:: OBJECTIVE ::
Render the records below as a two-column CSV with the header "record_text,answer" and one row per record. Put each record's text and its answer in their own quoted fields, with line breaks replaced by spaces.

:: MATERIAL SUPPLIED ::
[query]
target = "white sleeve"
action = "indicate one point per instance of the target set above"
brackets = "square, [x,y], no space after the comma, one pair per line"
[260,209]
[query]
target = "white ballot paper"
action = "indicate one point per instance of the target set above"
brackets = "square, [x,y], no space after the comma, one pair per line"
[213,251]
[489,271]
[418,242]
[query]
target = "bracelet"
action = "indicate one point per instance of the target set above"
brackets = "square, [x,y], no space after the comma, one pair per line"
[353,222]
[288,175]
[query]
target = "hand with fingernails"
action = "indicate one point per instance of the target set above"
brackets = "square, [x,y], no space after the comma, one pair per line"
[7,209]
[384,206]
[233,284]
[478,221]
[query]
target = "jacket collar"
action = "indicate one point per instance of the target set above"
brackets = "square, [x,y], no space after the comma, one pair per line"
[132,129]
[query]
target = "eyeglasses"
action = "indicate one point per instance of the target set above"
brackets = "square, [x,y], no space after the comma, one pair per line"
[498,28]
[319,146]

:: OUTPUT FOR THIS TASK ::
record_text,answer
"[query] target = ""white sleeve"" action = ""indicate one point per instance of the target set above"" brackets = ""square, [x,y], no space after the comma, one pair per line""","[260,209]"
"[query] target = ""white ballot paper"" action = ""indicate one point per instance of the target set above"" brackets = ""square, [x,y], no space after the comma, one pair per line""","[213,251] [489,271] [418,242]"
"[query] target = ""bracelet"" action = ""indicate one point per instance of the target set above"" brackets = ""square, [x,y], no space after the comma, one pair per line""","[353,222] [288,175]"
"[query] target = ""hand with fingernails"" action = ""indicate one point per instance of the target set above"" brackets = ""square, [x,y], no space after the comma, one pair per line""","[7,209] [384,206] [233,284] [478,221]"
"[query] target = ""jacket collar"" action = ""indicate one point per instance of the target set above"" brackets = ""square, [x,y], no space after the comma, one pair per line""","[132,129]"
"[query] target = ""eyeglasses"" action = ""indicate one point per instance of the target set above"" brackets = ""square, [x,y], no space after the comma, one pair per line""","[498,28] [319,146]"